**Supplied text**

┌────────

12.31: NYC, Lower East Side

Tenements were usually 5 storeys. On the one hand, landlords wanted to maximize profit and development density. On the other hand, buildings six storeys and higher required elevators, which were cost-prohibitive.

While in Manhattan I wanted to visit The Tenement Museum on the Lower East Side, where my grandmother Vita Memoli grew up.

Nice restaurant-plus-parklet on Orchard Street

As we were approaching The Tenement Museum, I caught a snippet of conversation from a local: “…yeah, this is the most desirable neighborhood in the city now.” It affirmed what I have been telling my students for years now: if you take the basic building envelope of tenements and install modern amenities, these apartments might actually be very desirable today.

High-end new apartment building (right) across the street from The Tenement Museum. The public mural of Einstein had been turned into a private amenity for whoever can afford this apartment.
The Tenement Museum describes the intense crowding my grandmother experienced, with her two parents and six siblings in a 350-square-floot flat. Yeah, that is dense in a way that only refugees experience today.

└────────

**Tasks to perform**
- A) Decide whether each statement agrees with the Lower East Side text, answering yes or no and quoting the words that decide it: (i) Tenements were usually six stories tall. (ii) Buildings of six stories or more needed elevators. (iii) The Einstein mural had become a private amenity.
- B) List every named place or institution in the Lower East Side text, leaving out personal names.
The data that come next are separate from the Lower East Side text.

**The data**
┌────────

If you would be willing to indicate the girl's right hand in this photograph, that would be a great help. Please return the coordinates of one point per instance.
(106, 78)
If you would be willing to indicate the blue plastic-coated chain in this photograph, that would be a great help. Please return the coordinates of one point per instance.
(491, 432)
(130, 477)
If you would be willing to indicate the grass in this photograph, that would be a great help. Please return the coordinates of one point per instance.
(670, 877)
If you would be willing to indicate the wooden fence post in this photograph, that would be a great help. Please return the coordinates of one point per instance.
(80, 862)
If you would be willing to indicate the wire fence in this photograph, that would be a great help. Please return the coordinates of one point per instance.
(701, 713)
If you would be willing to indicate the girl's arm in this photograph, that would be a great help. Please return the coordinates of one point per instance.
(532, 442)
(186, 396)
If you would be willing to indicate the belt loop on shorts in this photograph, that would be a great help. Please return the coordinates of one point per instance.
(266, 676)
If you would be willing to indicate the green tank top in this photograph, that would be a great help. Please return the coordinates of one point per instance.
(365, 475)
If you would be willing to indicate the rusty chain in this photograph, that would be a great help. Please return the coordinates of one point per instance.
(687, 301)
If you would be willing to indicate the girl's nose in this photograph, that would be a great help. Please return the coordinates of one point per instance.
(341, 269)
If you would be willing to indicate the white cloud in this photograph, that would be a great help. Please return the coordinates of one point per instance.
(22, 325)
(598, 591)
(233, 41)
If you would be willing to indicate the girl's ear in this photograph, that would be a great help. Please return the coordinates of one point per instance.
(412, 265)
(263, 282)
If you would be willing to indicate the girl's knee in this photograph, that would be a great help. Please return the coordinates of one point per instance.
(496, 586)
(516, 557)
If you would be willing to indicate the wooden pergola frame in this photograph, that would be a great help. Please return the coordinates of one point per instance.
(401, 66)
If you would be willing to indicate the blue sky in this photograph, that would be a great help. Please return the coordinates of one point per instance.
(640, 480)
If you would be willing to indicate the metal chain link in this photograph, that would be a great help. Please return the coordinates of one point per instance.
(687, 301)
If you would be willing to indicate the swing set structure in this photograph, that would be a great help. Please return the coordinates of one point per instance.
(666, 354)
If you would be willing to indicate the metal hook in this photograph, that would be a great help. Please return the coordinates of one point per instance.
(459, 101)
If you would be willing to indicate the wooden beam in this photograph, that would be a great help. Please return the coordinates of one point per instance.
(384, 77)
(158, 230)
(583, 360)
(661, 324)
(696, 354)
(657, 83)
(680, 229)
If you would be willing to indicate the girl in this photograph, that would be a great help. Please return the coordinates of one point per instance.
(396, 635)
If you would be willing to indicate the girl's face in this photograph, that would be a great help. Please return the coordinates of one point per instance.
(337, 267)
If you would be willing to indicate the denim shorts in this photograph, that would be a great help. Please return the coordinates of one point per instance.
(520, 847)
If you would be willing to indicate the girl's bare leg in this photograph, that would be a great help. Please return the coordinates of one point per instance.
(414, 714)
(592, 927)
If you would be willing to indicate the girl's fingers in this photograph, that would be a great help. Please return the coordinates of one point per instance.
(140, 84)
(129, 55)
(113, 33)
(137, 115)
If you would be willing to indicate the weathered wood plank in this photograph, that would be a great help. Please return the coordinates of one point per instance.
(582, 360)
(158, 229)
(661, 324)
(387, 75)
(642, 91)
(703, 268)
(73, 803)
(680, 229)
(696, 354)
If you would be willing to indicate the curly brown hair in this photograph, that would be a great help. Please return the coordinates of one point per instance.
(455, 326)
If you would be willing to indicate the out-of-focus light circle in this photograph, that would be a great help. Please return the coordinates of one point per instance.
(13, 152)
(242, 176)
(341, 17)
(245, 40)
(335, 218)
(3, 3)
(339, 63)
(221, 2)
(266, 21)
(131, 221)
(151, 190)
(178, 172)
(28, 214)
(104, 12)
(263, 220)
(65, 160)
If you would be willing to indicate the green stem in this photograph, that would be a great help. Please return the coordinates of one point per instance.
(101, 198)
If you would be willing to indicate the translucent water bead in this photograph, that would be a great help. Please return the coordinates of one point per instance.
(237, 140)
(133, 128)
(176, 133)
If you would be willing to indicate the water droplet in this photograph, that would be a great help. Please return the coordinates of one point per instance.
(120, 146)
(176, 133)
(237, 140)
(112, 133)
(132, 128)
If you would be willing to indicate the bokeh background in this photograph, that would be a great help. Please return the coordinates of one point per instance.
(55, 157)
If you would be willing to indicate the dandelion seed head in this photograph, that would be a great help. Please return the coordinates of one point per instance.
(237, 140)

└────────

**Answers in order**
- A)
(i) No: "Tenements were usually 5 storeys."
(ii) Yes: "buildings six storeys and higher required elevators, which were cost-prohibitive."
(iii) Yes: "The public mural of Einstein had been turned into a private amenity for whoever can afford this apartment."

- B)
NYC
Lower East Side
Manhattan
The Tenement Museum
Orchard Street